## Required work
Can you lay out the rows below as a Markdown table with two columns, No and Entry, giving each line its running number under No and its text under Entry, and leaving out any blank lines?

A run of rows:
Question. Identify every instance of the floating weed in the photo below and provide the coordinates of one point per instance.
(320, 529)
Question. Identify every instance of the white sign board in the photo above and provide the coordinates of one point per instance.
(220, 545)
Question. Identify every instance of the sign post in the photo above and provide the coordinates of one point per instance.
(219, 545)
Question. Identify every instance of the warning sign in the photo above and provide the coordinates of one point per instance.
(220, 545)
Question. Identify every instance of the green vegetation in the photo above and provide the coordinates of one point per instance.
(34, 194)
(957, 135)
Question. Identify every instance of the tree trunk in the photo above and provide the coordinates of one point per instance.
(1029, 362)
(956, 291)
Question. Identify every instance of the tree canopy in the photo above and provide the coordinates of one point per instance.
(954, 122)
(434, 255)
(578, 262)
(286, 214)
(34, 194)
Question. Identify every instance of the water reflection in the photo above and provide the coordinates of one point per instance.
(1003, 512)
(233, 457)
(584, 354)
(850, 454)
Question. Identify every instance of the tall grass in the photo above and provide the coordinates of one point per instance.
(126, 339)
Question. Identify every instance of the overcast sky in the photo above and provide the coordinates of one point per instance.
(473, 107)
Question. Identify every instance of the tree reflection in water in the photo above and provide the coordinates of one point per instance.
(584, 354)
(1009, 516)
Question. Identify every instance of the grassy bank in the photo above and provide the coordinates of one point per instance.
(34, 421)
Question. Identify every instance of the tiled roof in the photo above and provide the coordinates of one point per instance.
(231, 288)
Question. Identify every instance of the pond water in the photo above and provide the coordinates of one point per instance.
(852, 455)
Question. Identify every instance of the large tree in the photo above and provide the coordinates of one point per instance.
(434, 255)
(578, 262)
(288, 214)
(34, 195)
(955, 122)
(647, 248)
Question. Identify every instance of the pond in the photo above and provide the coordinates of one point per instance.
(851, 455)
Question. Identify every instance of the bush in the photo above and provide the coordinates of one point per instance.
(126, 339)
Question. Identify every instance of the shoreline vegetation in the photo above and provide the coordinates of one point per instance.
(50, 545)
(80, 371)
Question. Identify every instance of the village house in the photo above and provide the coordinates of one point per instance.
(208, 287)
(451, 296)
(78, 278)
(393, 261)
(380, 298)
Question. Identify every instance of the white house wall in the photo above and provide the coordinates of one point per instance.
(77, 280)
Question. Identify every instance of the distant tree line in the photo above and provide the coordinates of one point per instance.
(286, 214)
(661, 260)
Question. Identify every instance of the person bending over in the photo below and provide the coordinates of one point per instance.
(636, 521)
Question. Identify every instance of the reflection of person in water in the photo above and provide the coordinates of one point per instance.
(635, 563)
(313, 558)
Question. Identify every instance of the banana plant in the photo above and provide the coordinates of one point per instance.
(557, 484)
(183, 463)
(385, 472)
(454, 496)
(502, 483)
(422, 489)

## Solved exercise
| No | Entry |
|---|---|
| 1 | Question. Identify every instance of the floating weed in the photo below and provide the coordinates of one point per instance. |
| 2 | (320, 529) |
| 3 | Question. Identify every instance of the white sign board in the photo above and provide the coordinates of one point per instance. |
| 4 | (220, 545) |
| 5 | Question. Identify every instance of the sign post in the photo above and provide the coordinates of one point per instance. |
| 6 | (219, 545) |
| 7 | Question. Identify every instance of the warning sign in the photo above and provide the coordinates of one point per instance. |
| 8 | (220, 545) |
| 9 | Question. Identify every instance of the green vegetation in the photo above and provide the coordinates of one point per instance. |
| 10 | (34, 194) |
| 11 | (957, 135) |
| 12 | Question. Identify every instance of the tree trunk in the photo above and provide the coordinates of one point per instance. |
| 13 | (1029, 362) |
| 14 | (956, 291) |
| 15 | Question. Identify every instance of the tree canopy in the photo above and provide the coordinates of one point per instance. |
| 16 | (954, 122) |
| 17 | (434, 255) |
| 18 | (578, 262) |
| 19 | (286, 214) |
| 20 | (34, 194) |
| 21 | Question. Identify every instance of the water reflection in the photo above and provide the coordinates of one point per instance. |
| 22 | (1003, 512) |
| 23 | (233, 457) |
| 24 | (584, 354) |
| 25 | (850, 454) |
| 26 | Question. Identify every instance of the tall grass in the photo above and provide the coordinates of one point per instance. |
| 27 | (126, 339) |
| 28 | Question. Identify every instance of the overcast sky in the photo above and provide the coordinates of one point per instance. |
| 29 | (473, 107) |
| 30 | Question. Identify every instance of the tree reflection in water in the photo above and provide the coordinates of one point per instance. |
| 31 | (584, 354) |
| 32 | (1009, 516) |
| 33 | Question. Identify every instance of the grassy bank in the photo above and provide the coordinates of one point per instance. |
| 34 | (34, 421) |
| 35 | Question. Identify every instance of the tiled roof in the photo above and provide the coordinates of one point per instance. |
| 36 | (231, 288) |
| 37 | Question. Identify every instance of the pond water in the photo above and provide the coordinates of one point per instance. |
| 38 | (852, 455) |
| 39 | Question. Identify every instance of the large tree in the photo above and provide the coordinates of one point per instance. |
| 40 | (434, 255) |
| 41 | (578, 262) |
| 42 | (288, 214) |
| 43 | (34, 195) |
| 44 | (955, 122) |
| 45 | (647, 248) |
| 46 | Question. Identify every instance of the pond in the photo above and provide the coordinates of one point per instance. |
| 47 | (851, 455) |
| 48 | Question. Identify every instance of the bush in the photo above and provide the coordinates of one point per instance. |
| 49 | (126, 339) |
| 50 | Question. Identify every instance of the shoreline vegetation in the photo above and provide the coordinates of one point per instance. |
| 51 | (50, 545) |
| 52 | (80, 371) |
| 53 | Question. Identify every instance of the village house in the photo above and provide the coordinates of one point per instance. |
| 54 | (208, 287) |
| 55 | (451, 296) |
| 56 | (78, 278) |
| 57 | (393, 261) |
| 58 | (380, 298) |
| 59 | Question. Identify every instance of the white house wall in the photo above and provide the coordinates of one point per instance. |
| 60 | (77, 280) |
| 61 | Question. Identify every instance of the distant tree line in the photo above and provide the coordinates of one point per instance. |
| 62 | (286, 214) |
| 63 | (661, 260) |
| 64 | Question. Identify every instance of the person bending over in the photo below and provide the coordinates of one point per instance. |
| 65 | (636, 521) |
| 66 | Question. Identify every instance of the reflection of person in water in the photo above and provide the coordinates of one point per instance. |
| 67 | (635, 563) |
| 68 | (313, 558) |
| 69 | Question. Identify every instance of the banana plant in the photo above and provide the coordinates of one point per instance. |
| 70 | (557, 484) |
| 71 | (183, 463) |
| 72 | (385, 472) |
| 73 | (454, 496) |
| 74 | (502, 483) |
| 75 | (422, 489) |